_The problem_.
Write out each line exactly as given. Leave the pictures out of your copy.

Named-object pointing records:
■ ■ ■ ■ ■
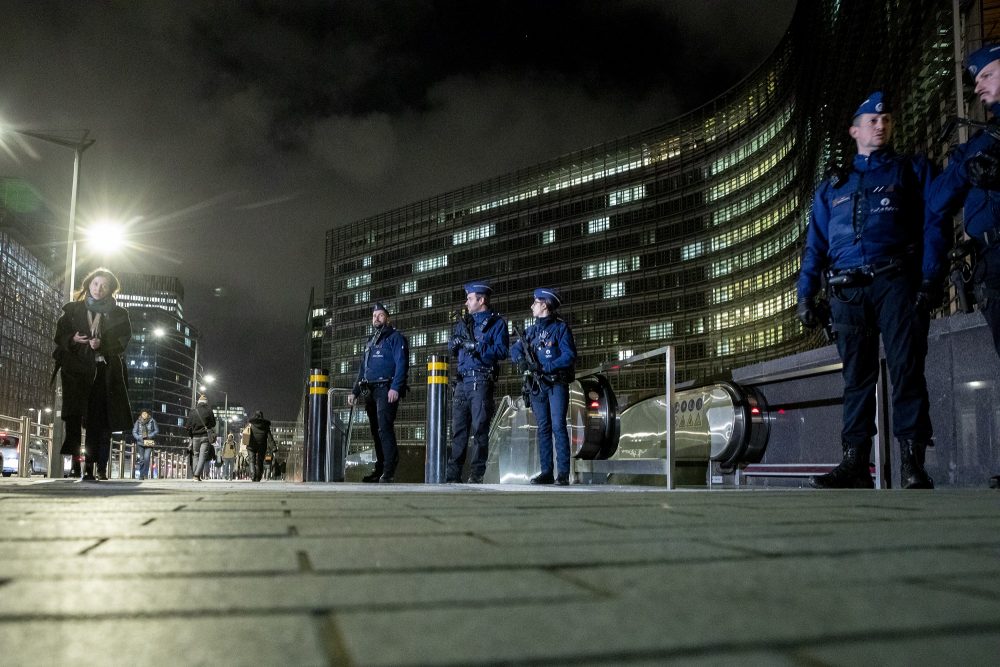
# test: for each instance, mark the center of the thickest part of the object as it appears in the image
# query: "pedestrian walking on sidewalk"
(91, 337)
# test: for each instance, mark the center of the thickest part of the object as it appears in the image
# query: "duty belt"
(991, 238)
(860, 276)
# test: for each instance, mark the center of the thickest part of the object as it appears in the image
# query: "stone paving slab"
(291, 574)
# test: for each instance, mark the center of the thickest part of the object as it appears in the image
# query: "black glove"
(929, 296)
(806, 312)
(983, 169)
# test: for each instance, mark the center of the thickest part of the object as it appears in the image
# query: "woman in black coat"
(260, 436)
(91, 336)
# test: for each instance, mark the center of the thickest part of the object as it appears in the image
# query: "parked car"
(38, 455)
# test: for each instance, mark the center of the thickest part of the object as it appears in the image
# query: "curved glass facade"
(688, 234)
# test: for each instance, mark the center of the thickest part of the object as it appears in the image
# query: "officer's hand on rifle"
(806, 312)
(929, 296)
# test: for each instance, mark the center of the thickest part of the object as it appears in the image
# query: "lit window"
(692, 250)
(614, 290)
(598, 225)
(611, 267)
(482, 232)
(661, 330)
(627, 195)
(431, 263)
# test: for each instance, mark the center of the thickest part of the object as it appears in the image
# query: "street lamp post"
(69, 274)
(210, 379)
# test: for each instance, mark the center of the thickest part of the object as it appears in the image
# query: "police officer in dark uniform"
(547, 355)
(480, 341)
(883, 255)
(381, 384)
(972, 178)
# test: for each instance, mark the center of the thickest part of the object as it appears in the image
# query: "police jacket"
(952, 188)
(144, 430)
(552, 342)
(200, 420)
(489, 333)
(260, 434)
(386, 358)
(873, 216)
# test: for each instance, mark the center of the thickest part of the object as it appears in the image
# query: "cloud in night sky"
(240, 132)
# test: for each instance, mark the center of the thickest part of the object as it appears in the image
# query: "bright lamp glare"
(106, 237)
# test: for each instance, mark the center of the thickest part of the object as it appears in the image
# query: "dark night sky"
(235, 134)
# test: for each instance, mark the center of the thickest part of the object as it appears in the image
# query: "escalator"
(721, 422)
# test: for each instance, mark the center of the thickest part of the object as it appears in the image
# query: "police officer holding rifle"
(380, 385)
(972, 180)
(883, 255)
(547, 355)
(480, 341)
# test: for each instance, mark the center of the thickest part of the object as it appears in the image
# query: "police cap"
(874, 104)
(479, 287)
(549, 294)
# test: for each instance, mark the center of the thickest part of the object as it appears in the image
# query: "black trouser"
(98, 441)
(987, 279)
(381, 420)
(470, 420)
(888, 306)
(204, 449)
(257, 462)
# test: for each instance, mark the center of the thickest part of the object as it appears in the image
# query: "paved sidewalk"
(215, 573)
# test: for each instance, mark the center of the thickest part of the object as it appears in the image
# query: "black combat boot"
(911, 469)
(852, 473)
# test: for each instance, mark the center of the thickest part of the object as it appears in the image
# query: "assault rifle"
(529, 365)
(961, 273)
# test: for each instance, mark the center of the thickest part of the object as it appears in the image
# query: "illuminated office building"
(29, 300)
(143, 290)
(688, 234)
(161, 368)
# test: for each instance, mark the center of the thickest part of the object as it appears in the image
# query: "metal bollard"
(436, 450)
(22, 448)
(338, 438)
(315, 435)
■ ■ ■ ■ ■
_Task answer_.
# test: for each instance, mark the center of the thickest part of the object as it appears in the image
# query: "pedestrian walking on sidewalk"
(91, 337)
# test: for each instance, mark the center of the thickest part of the object as it appears in the image
# query: "duty belt"
(991, 238)
(860, 276)
# test: for each instance, mark the center of the thickest part of the object as it appears in the image
# query: "stone paving slab"
(291, 574)
# test: for each instance, mark the center of the thickest part of the object as it appears in the image
# query: "black glove"
(929, 296)
(806, 312)
(983, 169)
# test: for each instance, mark the center of the thickest part of the object as it appears in the image
# query: "woman in black coat"
(260, 436)
(91, 336)
# test: for each instance, mark the center of the thickest part of the object as it appears in the image
# query: "parked car"
(38, 455)
# test: for each instance, mark the center of the thickest part of the object as it appears in the image
# query: "curved glass facade"
(688, 234)
# test: for each instance, mark the center of the thickest part of the object as it appears in the image
# query: "officer's hand on rifle"
(806, 312)
(929, 296)
# test: for each instance, mark the center of the thickest part of the object as it appears in the image
# query: "lit window"
(692, 250)
(614, 290)
(598, 225)
(611, 267)
(482, 232)
(661, 330)
(627, 195)
(431, 263)
# test: for each instance, mark the center of the thickest part of the object as it appears in the image
# query: "street lamp post"
(69, 274)
(210, 379)
# test: for each instance, mark the center of the thickest part of the object as it appears in the image
# query: "police officer in dark uniform"
(547, 355)
(480, 341)
(883, 255)
(381, 384)
(972, 178)
# test: for each instance, mark the center of the thickest part of the object as it appears in the image
# query: "police jacket"
(952, 188)
(144, 430)
(552, 342)
(200, 420)
(489, 333)
(260, 434)
(386, 358)
(873, 216)
# test: for each instance, mark the center of the thickest part of the object as it appears in the image
# query: "cloud in night sky"
(240, 132)
# test: for each instance, mark the center of the thickest part of the object as it appears in the image
# query: "bright lamp glare"
(106, 237)
# test: for each instance, mark the center of the thickest part of the object as it appears in the image
# query: "dark night sky"
(235, 134)
# test: for each instance, mark the center of the thickest part of the object as it appears in the image
# query: "escalator"
(721, 422)
# test: for each instance, mark the center of the thickest part of the object as it appears in the image
# query: "police officer holding rifle"
(380, 385)
(972, 180)
(883, 255)
(547, 355)
(480, 341)
# test: for each instance, mark the center of the thickest part of the object as it appears in the image
# query: "police cap"
(874, 104)
(479, 287)
(549, 294)
# test: for each instance, mark the center of the thickest part of the object as it appears in the image
# query: "black trouser"
(98, 441)
(987, 279)
(381, 420)
(470, 420)
(888, 306)
(204, 449)
(257, 462)
# test: for each instance, mark the center of the thickest part of the object as it appears in the image
# query: "paved sidewalk"
(215, 573)
# test: for each instance, mark the center of the thickest part of the object as it appears in the image
# query: "black combat boot"
(911, 469)
(852, 473)
# test: for each instance, mark the center of the thickest part of the object as it appears in the image
# query: "assault rifle"
(529, 365)
(961, 273)
# test: for each instance, mark the center of the thickest part of the object as it appears in the image
# query: "illuminated office building"
(29, 300)
(143, 290)
(688, 234)
(161, 368)
# test: for each instance, mark the center of the thickest part of the object as it appears in the image
# query: "metal bollard"
(436, 450)
(22, 448)
(338, 438)
(315, 435)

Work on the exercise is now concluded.